» **Work required**
In the entries below, go to the line containing "The component shall indicate one point per instance of the wheel" and repeat it along with every later line, exactly.

Stored data entries:
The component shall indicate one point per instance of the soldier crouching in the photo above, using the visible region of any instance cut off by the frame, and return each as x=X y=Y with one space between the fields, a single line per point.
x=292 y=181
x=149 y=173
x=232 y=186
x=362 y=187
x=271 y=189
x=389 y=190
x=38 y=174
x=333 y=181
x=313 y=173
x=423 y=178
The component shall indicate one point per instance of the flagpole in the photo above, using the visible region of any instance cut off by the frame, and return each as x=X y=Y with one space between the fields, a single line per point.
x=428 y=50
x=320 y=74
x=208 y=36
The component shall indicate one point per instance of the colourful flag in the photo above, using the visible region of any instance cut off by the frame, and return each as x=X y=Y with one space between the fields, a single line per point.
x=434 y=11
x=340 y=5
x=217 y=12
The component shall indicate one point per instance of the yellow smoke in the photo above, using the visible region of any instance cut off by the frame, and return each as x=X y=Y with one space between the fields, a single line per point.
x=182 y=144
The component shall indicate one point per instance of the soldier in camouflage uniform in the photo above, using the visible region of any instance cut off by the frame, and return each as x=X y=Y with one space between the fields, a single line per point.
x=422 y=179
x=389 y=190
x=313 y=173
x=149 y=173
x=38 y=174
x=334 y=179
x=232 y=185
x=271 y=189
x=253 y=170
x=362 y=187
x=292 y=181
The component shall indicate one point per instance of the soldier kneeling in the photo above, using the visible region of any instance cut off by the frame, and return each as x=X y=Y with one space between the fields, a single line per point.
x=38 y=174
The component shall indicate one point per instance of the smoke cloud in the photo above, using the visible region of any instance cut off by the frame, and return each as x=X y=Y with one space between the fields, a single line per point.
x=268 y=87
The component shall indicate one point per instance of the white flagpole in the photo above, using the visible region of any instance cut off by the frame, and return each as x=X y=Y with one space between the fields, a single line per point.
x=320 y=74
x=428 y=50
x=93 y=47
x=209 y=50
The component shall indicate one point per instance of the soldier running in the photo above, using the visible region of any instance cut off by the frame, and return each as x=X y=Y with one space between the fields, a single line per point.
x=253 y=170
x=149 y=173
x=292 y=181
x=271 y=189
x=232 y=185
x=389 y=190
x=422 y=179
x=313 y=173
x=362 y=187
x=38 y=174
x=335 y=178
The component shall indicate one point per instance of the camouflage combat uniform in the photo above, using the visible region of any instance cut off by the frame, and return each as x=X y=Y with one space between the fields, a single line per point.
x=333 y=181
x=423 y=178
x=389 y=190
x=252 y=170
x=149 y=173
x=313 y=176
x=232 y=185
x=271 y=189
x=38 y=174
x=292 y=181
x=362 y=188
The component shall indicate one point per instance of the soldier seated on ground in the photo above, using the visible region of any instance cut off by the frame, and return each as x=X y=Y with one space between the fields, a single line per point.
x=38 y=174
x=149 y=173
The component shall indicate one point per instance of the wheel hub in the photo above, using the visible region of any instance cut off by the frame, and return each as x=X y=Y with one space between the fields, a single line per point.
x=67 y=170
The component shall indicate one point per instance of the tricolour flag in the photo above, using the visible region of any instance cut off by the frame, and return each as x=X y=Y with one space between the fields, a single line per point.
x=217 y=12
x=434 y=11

» **Result**
The component shall indicate one point per instance of the wheel hub in the photo above, using the visible region of any instance cut off by the frame, and return each as x=X y=Y with one space between the fields, a single line per point.
x=67 y=170
The component shall indicate one point per instance of the tricolour flag in the photo above, using the visible region of any instance cut off by the frame, and return each as x=X y=Y with one space between the fields, a single line per point.
x=217 y=12
x=434 y=11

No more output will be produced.